Jobs:
(a) Revise the post on the position concept from "According to the" to "and implements Position.", changing "DNode" to "ListNode".
(b) Continue the forum post about the position concept in data structures from where it stops.

Text block:
****************

Dario Romani

Greenhorn

Posts: 13

posted 13 years ago

I am trying to understand the concept of "position", as it relates to data structures and as it is defined in the book "Data Structures and Algorithms in Java", 2nd. Ed., by Goodrich & Tomassia. For those who don't have access to this textbook, the concept is also explained in an article by same authors at the following link:

http://www.cs.brown.edu/cgc/jdsl/papers/access.pdf

I am a little confused and I was wondering if someone could help me out.

Sorry for the long post but I wanted to provide background for those who don't have the textbook.

Reference 1

--------------

According to the textbook, "A position is itself an abstract data type that supports the following simple method:

element():Return the element stored at this position

Input: NoneOutput: Object

Reference 2

---------------

Code fragment 5.3 (p.199) in the textbook shows a class called DNode that realizes a node of a doubly-linked list and implements Position.

class DNode implements Position {

private DNode prev, next;// References to the nodes before and after

private Object element;// Element stored in this position

// Constructor

public DNode(DNode newPrev, DNode newNext, Object elem) {

prev = newPrev;

next = newNext;

element = elem;

}

// Method from interface Position

public Object element() throws InvalidPositionException {

if ((prev == null) && (next == null))

throw new InvalidPositionException("Position is not in a list!");

return element;

}

// get and set methods.....

}

Reference 3

---------------

In Section 5.3.3 (p.209), in section entitled "Implementing a Sequence with an Array", the book defines a soultion where "..we store a new kind of position object in each cell of A, and we store elements in positions. The new position object p holds the index i, and the element e associated with p."

Reference 4

---------------

In section 6.4.1, a section entitled "A Vector-Based Structure for Binary Trees", on page 264, states:

"The level numbering function p suggests a representation of a binary tree T by means of a vector S such that node v of T is associated with the element of S at rank p(v). ........

Such an implementation is simple and efficient, for we can use it to easily perform the methods root, parent, leftChild, ......... by using simple arithmetic operations on the numbers p(v) associated with each node v involved in the operation. That is, each position object v is simply a wrapper for the index p(v) into the vector S."

****************

Items:

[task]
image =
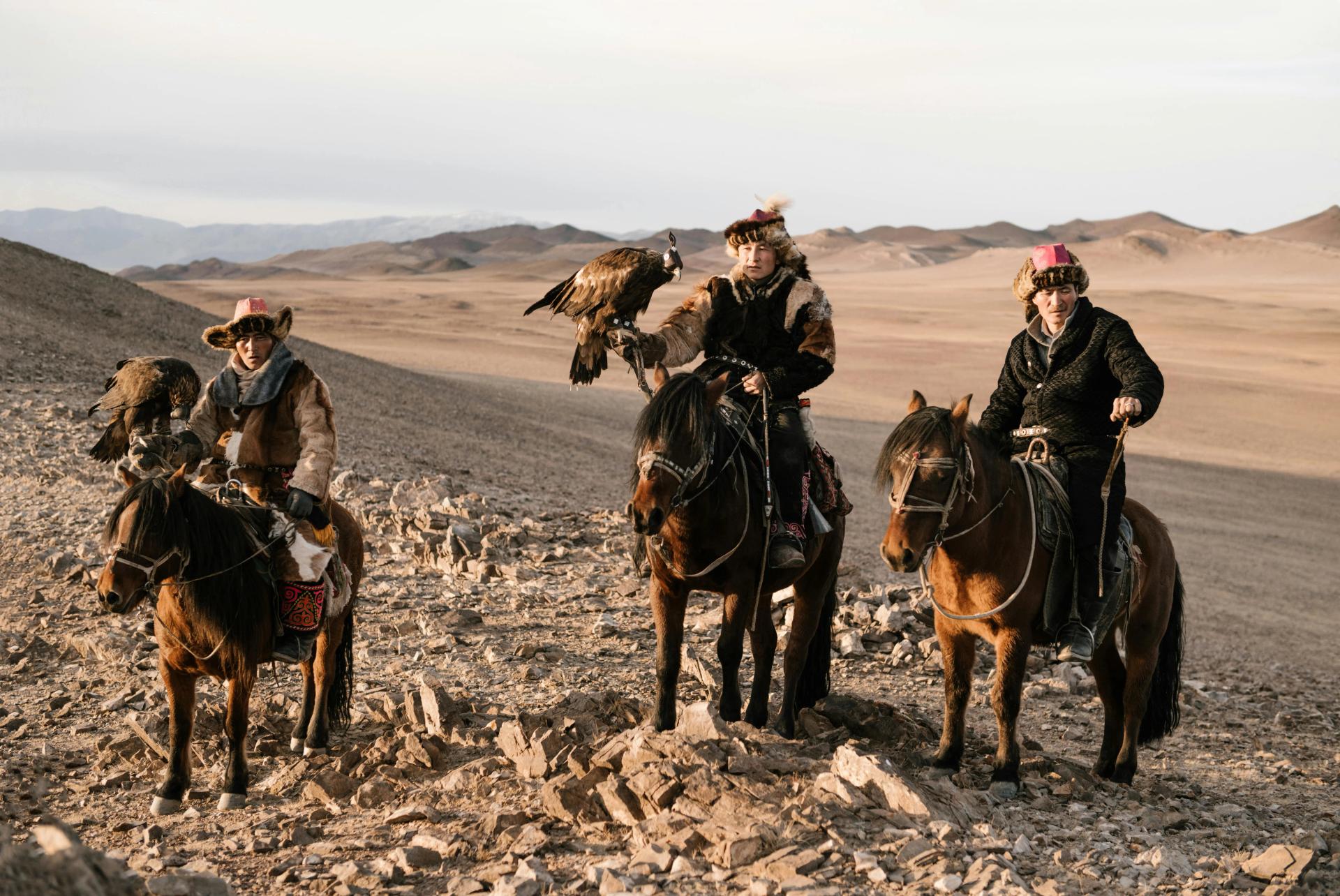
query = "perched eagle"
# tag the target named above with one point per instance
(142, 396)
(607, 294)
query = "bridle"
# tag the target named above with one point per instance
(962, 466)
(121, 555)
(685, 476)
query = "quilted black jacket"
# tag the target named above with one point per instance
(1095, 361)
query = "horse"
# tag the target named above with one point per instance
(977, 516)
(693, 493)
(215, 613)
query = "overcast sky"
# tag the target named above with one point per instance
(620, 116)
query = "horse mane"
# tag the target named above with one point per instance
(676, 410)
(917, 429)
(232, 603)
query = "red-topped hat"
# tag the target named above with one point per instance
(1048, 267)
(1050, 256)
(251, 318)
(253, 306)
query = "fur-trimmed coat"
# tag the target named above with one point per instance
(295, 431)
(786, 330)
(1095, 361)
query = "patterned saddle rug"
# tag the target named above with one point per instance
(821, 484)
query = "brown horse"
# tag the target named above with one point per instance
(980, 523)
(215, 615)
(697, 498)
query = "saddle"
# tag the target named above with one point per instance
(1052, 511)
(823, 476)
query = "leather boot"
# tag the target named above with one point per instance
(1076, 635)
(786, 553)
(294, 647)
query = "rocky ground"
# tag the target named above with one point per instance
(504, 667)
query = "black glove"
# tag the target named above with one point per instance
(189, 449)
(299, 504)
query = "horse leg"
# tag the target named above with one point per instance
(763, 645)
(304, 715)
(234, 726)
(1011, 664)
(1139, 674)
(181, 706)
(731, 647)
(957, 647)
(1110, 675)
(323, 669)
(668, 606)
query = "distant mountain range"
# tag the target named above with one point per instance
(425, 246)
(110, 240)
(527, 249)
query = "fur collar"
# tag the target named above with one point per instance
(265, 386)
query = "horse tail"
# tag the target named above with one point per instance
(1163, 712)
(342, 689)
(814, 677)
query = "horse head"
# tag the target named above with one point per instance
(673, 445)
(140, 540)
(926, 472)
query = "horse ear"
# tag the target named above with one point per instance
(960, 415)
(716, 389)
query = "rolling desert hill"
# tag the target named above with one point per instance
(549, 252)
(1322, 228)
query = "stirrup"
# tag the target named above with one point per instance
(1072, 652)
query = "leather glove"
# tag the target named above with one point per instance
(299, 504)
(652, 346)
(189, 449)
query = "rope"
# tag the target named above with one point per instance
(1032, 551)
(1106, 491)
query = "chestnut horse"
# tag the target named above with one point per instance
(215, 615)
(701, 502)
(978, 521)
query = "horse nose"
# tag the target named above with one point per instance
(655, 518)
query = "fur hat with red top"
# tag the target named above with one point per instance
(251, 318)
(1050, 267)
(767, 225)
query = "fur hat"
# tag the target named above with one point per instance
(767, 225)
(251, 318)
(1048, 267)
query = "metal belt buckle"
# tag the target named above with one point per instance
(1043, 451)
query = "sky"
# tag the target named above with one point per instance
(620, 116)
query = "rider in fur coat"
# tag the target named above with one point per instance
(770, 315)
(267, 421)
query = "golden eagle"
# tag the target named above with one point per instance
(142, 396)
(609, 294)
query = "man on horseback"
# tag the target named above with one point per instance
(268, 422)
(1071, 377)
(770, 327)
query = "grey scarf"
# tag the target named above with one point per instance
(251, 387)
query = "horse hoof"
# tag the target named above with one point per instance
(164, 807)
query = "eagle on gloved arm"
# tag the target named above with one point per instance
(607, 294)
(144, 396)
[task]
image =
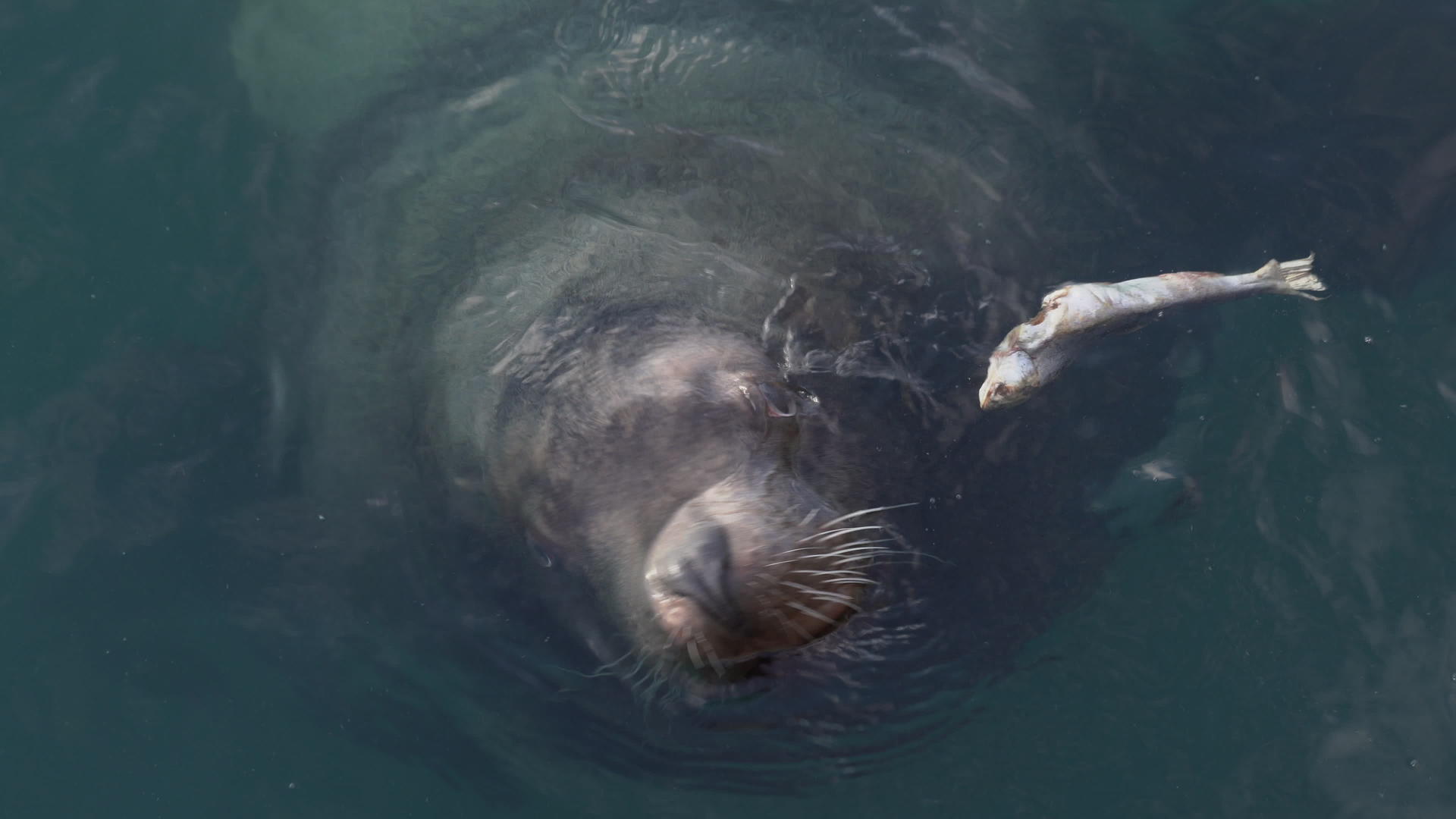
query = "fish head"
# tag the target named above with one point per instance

****************

Results for the exercise:
(a)
According to the textbook, "A position is itself an abstract data type that supports the following simple method:

element():Return the element stored at this position

Input: NoneOutput: Object

Reference 2

---------------

Code fragment 5.3 (p.199) in the textbook shows a class called ListNode that realizes a node of a doubly-linked list and implements Position.

(b)
Reference 5

---------------

In Section 12.2 entitled "Data Structures for Graphs", subsection 12.2.1 entitled "The Edge List Structure", on page 547, it states:

"In this representation, a vertex v of G storing an element o is explicitly represented as a vertex object. All such vertex objects ares tored in a container V, which would typically be a list, vector, or dictionary. If we represent V as a vector, for example, we would automatically think of the vertices as being numbered. ..... Note that the elements of container V are the vertex positions of graph G.

Vertex Objects

The vertex object for a vertex v storing element o has instance variables for:

- A reference to o

- Counters for the numbers of incident undirected edges, incoming directed edges, and outgoing edges

- A reference to the position of the vertex object in container V.

End of references

-----------------

I am tryng to set up Java classes to implement a graph using a vector implementation of an edge-list data structure.

My first step is to set up a class representing a Vertex. I will ignore the instance variables for edge counters mentioned above to keep it simple. I also want to add an instance variable to give the Vertex a name (e.g., vA, vB, etc.).

So following fromt he textbook (see Ref.5 above) I have set up the following class:

public class Vertex implements Position{

private String vName;

private Object vCargo;

private Position vPos;

//constructor

public Vertex(String n, Object o, Position p) {

vName = n;

vCargo = o;

vPos = p;

}

//get and set methods go here

//implementation of element() method of Position interface goes here

}

At some point I am going to have to use the constructor to create new vertex objects.

Question 1: What I will be passing to the constructor to represent parameter p ?

Question 2: What exactly should the element() method return? Just vCargo? or an object that includes vName and vCargo? Or an object that includes vname, vCargo and vPos?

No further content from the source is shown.